-- Data follows --

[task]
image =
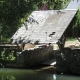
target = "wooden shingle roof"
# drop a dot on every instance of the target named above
(45, 26)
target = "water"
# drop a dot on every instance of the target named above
(33, 74)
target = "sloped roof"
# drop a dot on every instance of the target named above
(44, 26)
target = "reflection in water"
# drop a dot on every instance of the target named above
(25, 74)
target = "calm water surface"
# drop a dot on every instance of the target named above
(32, 74)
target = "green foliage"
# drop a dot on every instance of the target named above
(77, 24)
(7, 56)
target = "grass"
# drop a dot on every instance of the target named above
(71, 39)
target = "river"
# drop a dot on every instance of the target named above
(41, 73)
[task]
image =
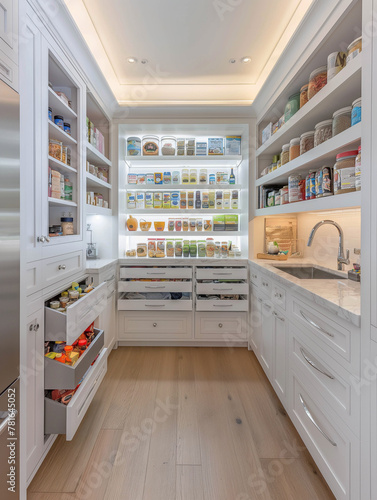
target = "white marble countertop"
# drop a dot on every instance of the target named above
(99, 265)
(340, 296)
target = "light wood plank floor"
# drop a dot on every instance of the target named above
(175, 423)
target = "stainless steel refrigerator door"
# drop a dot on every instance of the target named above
(9, 446)
(9, 235)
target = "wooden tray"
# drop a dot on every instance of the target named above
(271, 256)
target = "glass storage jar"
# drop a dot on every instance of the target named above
(168, 145)
(306, 142)
(151, 145)
(341, 120)
(284, 157)
(323, 132)
(294, 148)
(318, 79)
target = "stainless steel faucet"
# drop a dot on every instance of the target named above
(342, 259)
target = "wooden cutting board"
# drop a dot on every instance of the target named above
(271, 256)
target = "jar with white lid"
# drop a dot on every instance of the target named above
(322, 132)
(294, 148)
(284, 157)
(168, 145)
(306, 142)
(151, 145)
(341, 120)
(356, 112)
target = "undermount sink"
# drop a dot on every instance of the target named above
(311, 273)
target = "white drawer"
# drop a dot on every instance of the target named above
(279, 296)
(222, 305)
(329, 332)
(154, 305)
(58, 268)
(155, 326)
(334, 448)
(231, 327)
(214, 273)
(69, 326)
(62, 376)
(328, 378)
(222, 288)
(155, 286)
(156, 272)
(65, 419)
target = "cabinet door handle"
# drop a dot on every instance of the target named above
(314, 422)
(311, 322)
(313, 365)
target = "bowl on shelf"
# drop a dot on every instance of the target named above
(145, 225)
(159, 225)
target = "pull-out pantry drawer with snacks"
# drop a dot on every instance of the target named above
(64, 376)
(65, 419)
(67, 326)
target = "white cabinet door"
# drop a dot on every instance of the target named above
(32, 387)
(267, 339)
(31, 139)
(280, 342)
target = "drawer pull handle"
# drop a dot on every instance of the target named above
(311, 322)
(313, 365)
(314, 422)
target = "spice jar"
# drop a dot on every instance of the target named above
(151, 145)
(356, 112)
(294, 148)
(318, 79)
(323, 132)
(341, 120)
(168, 145)
(304, 95)
(67, 225)
(306, 142)
(344, 172)
(354, 49)
(284, 157)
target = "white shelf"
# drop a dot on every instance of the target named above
(174, 187)
(336, 202)
(172, 211)
(95, 157)
(60, 164)
(341, 91)
(58, 134)
(94, 181)
(184, 234)
(183, 161)
(61, 203)
(349, 139)
(93, 210)
(59, 107)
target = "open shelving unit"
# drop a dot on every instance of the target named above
(128, 240)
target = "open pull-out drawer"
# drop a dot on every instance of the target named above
(222, 305)
(155, 286)
(62, 376)
(65, 419)
(156, 272)
(153, 305)
(68, 326)
(222, 288)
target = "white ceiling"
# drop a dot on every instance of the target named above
(188, 45)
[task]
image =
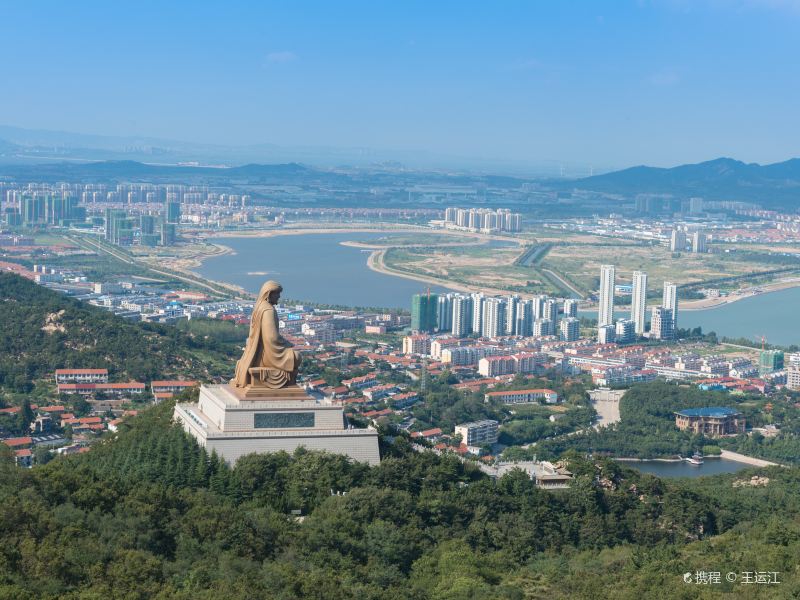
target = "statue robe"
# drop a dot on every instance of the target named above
(267, 348)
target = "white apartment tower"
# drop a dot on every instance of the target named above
(670, 301)
(477, 313)
(677, 242)
(570, 308)
(511, 315)
(661, 324)
(605, 313)
(494, 317)
(699, 242)
(570, 329)
(639, 301)
(461, 323)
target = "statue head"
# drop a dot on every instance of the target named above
(270, 292)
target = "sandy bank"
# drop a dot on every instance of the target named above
(751, 292)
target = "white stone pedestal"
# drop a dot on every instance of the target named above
(224, 422)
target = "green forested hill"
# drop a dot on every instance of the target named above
(43, 330)
(150, 515)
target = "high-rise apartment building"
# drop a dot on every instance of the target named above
(477, 313)
(524, 318)
(699, 242)
(494, 317)
(570, 308)
(444, 314)
(639, 301)
(424, 309)
(542, 327)
(670, 301)
(605, 312)
(677, 241)
(511, 315)
(461, 322)
(625, 331)
(570, 329)
(661, 323)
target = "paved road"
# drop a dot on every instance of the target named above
(608, 412)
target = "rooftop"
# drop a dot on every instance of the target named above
(709, 411)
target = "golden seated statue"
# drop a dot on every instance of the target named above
(268, 361)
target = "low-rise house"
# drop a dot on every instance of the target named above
(166, 388)
(81, 375)
(523, 396)
(87, 389)
(712, 421)
(19, 443)
(429, 434)
(23, 458)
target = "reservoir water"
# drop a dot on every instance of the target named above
(771, 315)
(710, 466)
(316, 267)
(313, 267)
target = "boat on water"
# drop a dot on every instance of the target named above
(696, 459)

-- Data concluded --

Work to be completed = From the material above, output every line exactly as written, dropping any picture.

Response =
[task]
image =
target = "wooden shingle roof"
# drop a dot on every instance of the target named above
(45, 26)
target = "water"
# drop a dot on every instance of the target named above
(33, 74)
target = "sloped roof"
# drop a dot on every instance of the target named above
(44, 26)
target = "reflection in water"
# drop a dot on every instance of the target named above
(25, 74)
target = "calm water surface"
# drop a dot on every instance of the target named above
(32, 74)
target = "green foliage"
# drop a dot on every instance of the target named above
(77, 24)
(7, 56)
target = "grass"
# drop a dot on every instance of the target named above
(71, 39)
target = "river"
# drop a dot on every instance of the target named above
(41, 73)
[task]
image =
target = "white marble countertop"
# drop a dot on every instance of the target named above
(99, 265)
(340, 296)
target = "light wood plank floor"
# drop a dot on every instance of the target named above
(175, 423)
target = "stainless steel refrigerator door"
# drop a dot on every instance of the target named above
(9, 446)
(9, 235)
target = "wooden tray"
# drop a dot on every instance of the target named above
(271, 256)
target = "glass storage jar"
# drop a dot on every instance of the target named above
(168, 145)
(306, 142)
(151, 145)
(341, 120)
(284, 157)
(323, 132)
(294, 148)
(318, 79)
target = "stainless steel faucet"
# drop a dot on every instance of the target named above
(342, 259)
target = "wooden cutting board"
# drop a dot on every instance of the target named above
(271, 256)
target = "jar with white lid"
# drop a dot on every instance of the target named above
(322, 132)
(294, 148)
(284, 157)
(168, 145)
(306, 142)
(151, 145)
(341, 120)
(356, 112)
target = "undermount sink"
# drop a dot on every instance of the target named above
(311, 273)
target = "white drawer"
# drop a dot on every instance of the target named above
(279, 296)
(222, 305)
(329, 332)
(154, 305)
(58, 268)
(155, 326)
(334, 448)
(231, 327)
(214, 273)
(69, 326)
(62, 376)
(328, 378)
(222, 288)
(155, 286)
(156, 272)
(65, 419)
target = "cabinet door handle"
# drop a dot on every instance of the target named above
(314, 422)
(311, 322)
(313, 365)
target = "bowl on shelf"
# drop a dot on every instance of the target named above
(145, 225)
(159, 225)
target = "pull-out pantry drawer with snacks"
# drop a dot on every instance of the target named above
(64, 376)
(65, 419)
(67, 326)
target = "white cabinet door"
# drop a dot on every instance of the target named above
(32, 387)
(267, 339)
(31, 139)
(280, 342)
target = "drawer pull handle"
# drop a dot on every instance of the target named above
(311, 322)
(313, 365)
(314, 422)
target = "spice jar"
# drop a dot on every instance of the target named above
(151, 145)
(356, 112)
(294, 148)
(318, 79)
(323, 132)
(341, 120)
(168, 145)
(304, 95)
(67, 225)
(306, 142)
(344, 172)
(354, 49)
(284, 157)
target = "white shelf"
# drop a dot on every instance of the target named above
(174, 187)
(336, 202)
(172, 211)
(95, 157)
(60, 164)
(341, 91)
(58, 134)
(94, 181)
(184, 234)
(183, 161)
(61, 203)
(349, 139)
(93, 210)
(59, 107)
target = "open shelving unit"
# drop a dot on every instance of the target named above
(128, 240)
target = "open pull-out drawer"
# drop a dot on every instance of the target named above
(222, 305)
(155, 286)
(62, 376)
(65, 419)
(156, 272)
(153, 305)
(68, 326)
(222, 288)
target = "white ceiling"
# drop a dot on every instance of the target named above
(188, 45)
[task]
image =
target = "statue robe"
# drop a dot on every instance of the target named above
(267, 348)
target = "white apartment tower"
# drop a dot on every instance of the target named above
(670, 301)
(477, 313)
(677, 242)
(570, 308)
(511, 315)
(661, 324)
(605, 313)
(494, 317)
(699, 242)
(570, 329)
(639, 301)
(461, 323)
target = "statue head"
# drop a dot on every instance of the target named above
(270, 292)
target = "sandy bank"
# drop a dot on every instance of the target named above
(751, 292)
target = "white stone pedestal"
# drop a dot on every instance of the target named above
(224, 422)
target = "green forested hill"
# drop a dot on every instance of the target named above
(43, 330)
(150, 515)
target = "high-rise apartment building"
# drop a dot on every instance of the target named above
(477, 313)
(524, 318)
(699, 242)
(494, 317)
(570, 308)
(444, 314)
(639, 301)
(424, 309)
(542, 327)
(670, 301)
(605, 312)
(677, 241)
(511, 315)
(461, 322)
(625, 331)
(570, 329)
(661, 323)
target = "paved road"
# drop a dot on every instance of the target named above
(608, 412)
target = "rooftop"
# drop a dot on every instance of the target named above
(709, 411)
target = "golden seated statue"
# drop a dot on every instance of the target named above
(268, 361)
target = "low-rise house"
# drop a dot on every instance of the target named above
(166, 388)
(81, 375)
(523, 396)
(87, 389)
(712, 421)
(19, 443)
(429, 434)
(23, 458)
target = "reservoir water"
# drop a dot on every instance of the target named above
(771, 315)
(710, 466)
(316, 267)
(313, 267)
target = "boat on water"
# drop a dot on every instance of the target named above
(696, 459)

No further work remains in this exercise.